--- begin ---

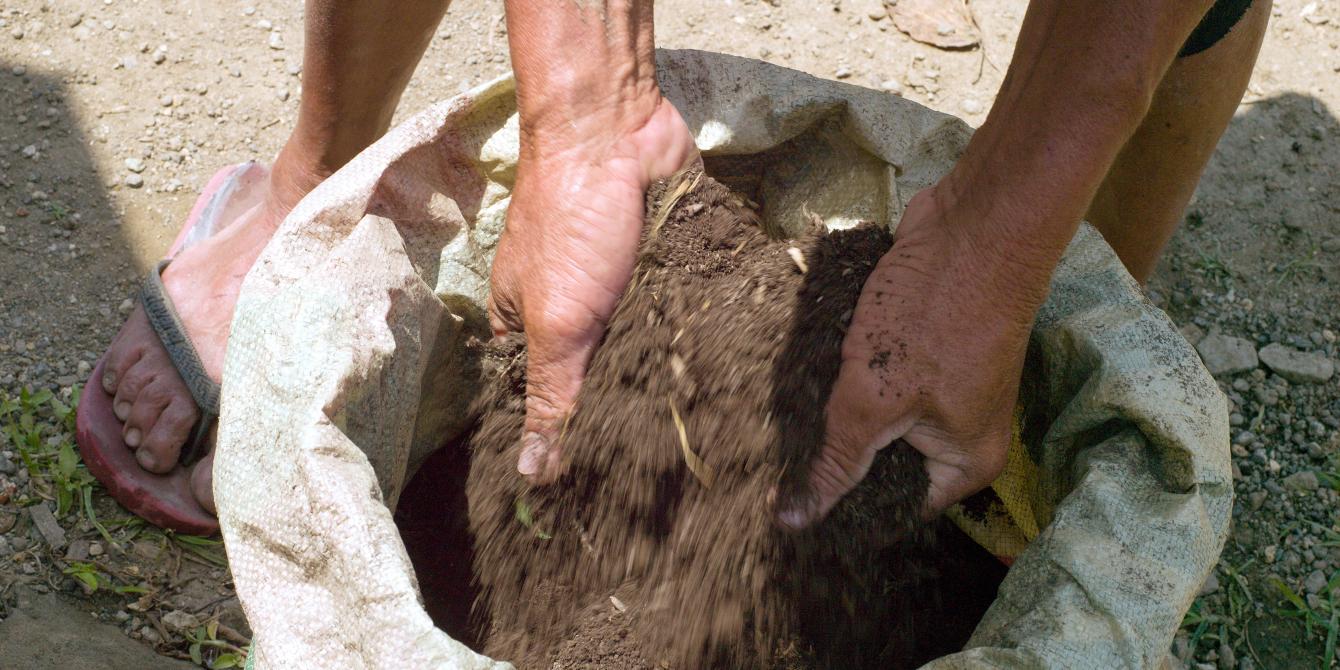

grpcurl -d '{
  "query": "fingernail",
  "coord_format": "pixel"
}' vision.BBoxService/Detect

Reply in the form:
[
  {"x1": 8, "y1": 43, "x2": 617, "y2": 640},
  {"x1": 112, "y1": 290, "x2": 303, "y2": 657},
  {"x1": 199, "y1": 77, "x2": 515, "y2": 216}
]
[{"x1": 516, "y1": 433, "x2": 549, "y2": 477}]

--- end ---
--- begin ---

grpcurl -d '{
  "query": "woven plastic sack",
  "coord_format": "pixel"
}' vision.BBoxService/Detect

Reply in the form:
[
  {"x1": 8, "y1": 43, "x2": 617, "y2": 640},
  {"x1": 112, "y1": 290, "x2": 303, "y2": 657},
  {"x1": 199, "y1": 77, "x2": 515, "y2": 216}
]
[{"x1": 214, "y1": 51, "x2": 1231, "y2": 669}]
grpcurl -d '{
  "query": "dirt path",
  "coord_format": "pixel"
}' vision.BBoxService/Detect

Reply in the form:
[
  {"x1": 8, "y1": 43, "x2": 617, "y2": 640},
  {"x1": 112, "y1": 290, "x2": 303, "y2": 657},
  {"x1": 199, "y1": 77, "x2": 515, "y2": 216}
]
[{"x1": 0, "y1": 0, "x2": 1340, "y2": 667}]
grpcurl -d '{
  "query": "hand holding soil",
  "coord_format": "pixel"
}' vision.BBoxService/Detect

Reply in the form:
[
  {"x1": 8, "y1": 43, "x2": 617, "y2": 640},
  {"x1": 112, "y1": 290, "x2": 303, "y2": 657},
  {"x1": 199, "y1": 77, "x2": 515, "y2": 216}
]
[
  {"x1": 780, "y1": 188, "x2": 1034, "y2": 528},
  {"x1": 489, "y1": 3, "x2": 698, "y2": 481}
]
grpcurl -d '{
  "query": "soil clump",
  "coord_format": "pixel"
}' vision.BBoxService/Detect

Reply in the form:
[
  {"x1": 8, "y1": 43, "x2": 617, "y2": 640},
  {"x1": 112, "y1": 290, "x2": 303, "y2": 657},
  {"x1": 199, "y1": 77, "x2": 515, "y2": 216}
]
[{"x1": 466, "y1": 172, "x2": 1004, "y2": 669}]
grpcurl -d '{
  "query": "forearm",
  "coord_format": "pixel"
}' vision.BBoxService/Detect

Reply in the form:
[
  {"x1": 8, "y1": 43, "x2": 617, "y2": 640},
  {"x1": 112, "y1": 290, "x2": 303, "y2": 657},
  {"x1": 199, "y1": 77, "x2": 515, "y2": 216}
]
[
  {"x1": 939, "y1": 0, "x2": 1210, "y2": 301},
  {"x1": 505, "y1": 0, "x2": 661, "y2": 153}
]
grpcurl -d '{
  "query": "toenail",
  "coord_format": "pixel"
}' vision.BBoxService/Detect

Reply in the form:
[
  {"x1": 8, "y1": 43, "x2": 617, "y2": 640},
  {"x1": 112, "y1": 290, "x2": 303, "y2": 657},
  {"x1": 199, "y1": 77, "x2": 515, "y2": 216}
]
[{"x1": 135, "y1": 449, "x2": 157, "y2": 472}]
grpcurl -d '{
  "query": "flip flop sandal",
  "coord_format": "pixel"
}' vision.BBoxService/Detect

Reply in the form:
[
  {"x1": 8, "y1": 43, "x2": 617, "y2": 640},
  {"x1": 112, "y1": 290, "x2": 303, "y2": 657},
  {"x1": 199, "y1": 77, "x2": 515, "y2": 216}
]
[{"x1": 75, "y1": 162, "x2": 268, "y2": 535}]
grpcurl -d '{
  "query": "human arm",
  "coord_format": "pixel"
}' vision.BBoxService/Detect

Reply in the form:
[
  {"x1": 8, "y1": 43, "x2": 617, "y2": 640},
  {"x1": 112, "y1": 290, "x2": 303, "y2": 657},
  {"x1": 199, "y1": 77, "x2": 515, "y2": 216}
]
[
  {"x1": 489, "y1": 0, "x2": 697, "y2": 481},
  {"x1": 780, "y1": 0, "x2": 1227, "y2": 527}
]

--- end ---

*Exercise aim:* How many lines in the listing above contain the string "soil", with case counting? Give only the number.

*Full output:* 2